*EXERCISE GOAL*: Count the lines in the rows below that contain the string "turtle", matching case exactly, and give only the number.

* * *

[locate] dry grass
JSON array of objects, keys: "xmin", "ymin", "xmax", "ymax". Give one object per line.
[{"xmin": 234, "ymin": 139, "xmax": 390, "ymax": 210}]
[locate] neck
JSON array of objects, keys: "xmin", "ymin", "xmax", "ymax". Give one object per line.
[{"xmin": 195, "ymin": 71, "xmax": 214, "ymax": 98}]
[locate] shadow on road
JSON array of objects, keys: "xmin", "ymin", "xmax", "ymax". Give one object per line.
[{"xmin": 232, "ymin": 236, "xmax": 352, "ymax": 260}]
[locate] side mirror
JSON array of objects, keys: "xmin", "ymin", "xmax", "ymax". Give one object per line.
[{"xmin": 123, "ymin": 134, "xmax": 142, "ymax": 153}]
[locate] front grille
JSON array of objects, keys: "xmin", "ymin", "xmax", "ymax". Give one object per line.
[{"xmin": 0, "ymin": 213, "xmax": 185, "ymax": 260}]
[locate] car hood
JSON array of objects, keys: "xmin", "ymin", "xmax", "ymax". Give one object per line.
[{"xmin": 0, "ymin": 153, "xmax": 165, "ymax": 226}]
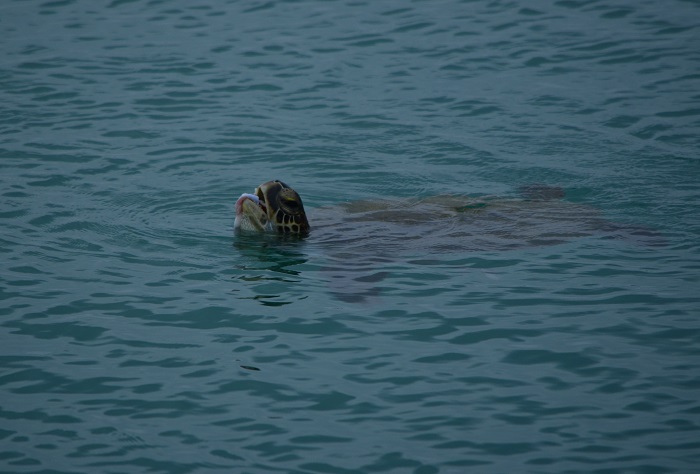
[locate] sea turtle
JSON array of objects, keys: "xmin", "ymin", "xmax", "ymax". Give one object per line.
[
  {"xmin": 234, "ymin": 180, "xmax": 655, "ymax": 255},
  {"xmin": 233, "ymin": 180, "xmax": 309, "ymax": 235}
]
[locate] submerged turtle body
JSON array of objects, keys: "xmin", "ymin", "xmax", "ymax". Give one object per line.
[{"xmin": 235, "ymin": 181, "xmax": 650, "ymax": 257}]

* * *

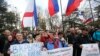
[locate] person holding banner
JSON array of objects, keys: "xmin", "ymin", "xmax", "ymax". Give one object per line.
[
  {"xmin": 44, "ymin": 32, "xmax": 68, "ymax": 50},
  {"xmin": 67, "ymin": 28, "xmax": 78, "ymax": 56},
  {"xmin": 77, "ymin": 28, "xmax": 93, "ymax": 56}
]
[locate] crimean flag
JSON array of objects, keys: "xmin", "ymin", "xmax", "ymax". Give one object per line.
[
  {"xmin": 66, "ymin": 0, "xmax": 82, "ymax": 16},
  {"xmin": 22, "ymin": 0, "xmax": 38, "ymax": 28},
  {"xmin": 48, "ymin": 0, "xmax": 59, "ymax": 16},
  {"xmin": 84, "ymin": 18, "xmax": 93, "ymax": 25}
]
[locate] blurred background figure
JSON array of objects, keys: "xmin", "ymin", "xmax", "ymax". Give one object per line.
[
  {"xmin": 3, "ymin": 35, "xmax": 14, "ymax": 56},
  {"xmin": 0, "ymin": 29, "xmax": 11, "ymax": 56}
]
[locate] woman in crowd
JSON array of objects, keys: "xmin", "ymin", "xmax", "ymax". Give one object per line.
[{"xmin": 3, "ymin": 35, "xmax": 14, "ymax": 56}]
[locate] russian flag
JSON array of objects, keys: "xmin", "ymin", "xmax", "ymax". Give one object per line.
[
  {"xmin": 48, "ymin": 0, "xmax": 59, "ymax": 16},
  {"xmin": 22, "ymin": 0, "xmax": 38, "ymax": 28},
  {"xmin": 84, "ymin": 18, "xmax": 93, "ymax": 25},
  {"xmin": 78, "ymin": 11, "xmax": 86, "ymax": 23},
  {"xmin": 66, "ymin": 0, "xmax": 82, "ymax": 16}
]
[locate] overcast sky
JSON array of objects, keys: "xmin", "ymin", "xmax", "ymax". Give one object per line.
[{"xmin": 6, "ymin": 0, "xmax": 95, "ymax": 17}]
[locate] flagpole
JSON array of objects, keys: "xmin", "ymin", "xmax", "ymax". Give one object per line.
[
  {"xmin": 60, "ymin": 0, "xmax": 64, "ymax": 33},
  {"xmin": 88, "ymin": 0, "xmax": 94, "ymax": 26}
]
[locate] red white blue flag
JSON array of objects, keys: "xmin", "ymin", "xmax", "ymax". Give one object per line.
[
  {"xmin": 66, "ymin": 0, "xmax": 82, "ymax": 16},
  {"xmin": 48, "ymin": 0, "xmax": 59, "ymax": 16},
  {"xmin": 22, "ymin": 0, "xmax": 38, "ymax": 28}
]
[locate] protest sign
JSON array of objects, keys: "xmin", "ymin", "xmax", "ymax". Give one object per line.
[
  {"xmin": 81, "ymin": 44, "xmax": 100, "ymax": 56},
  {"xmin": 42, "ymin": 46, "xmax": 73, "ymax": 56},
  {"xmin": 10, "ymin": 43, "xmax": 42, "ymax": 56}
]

* * *

*SOLUTION*: 2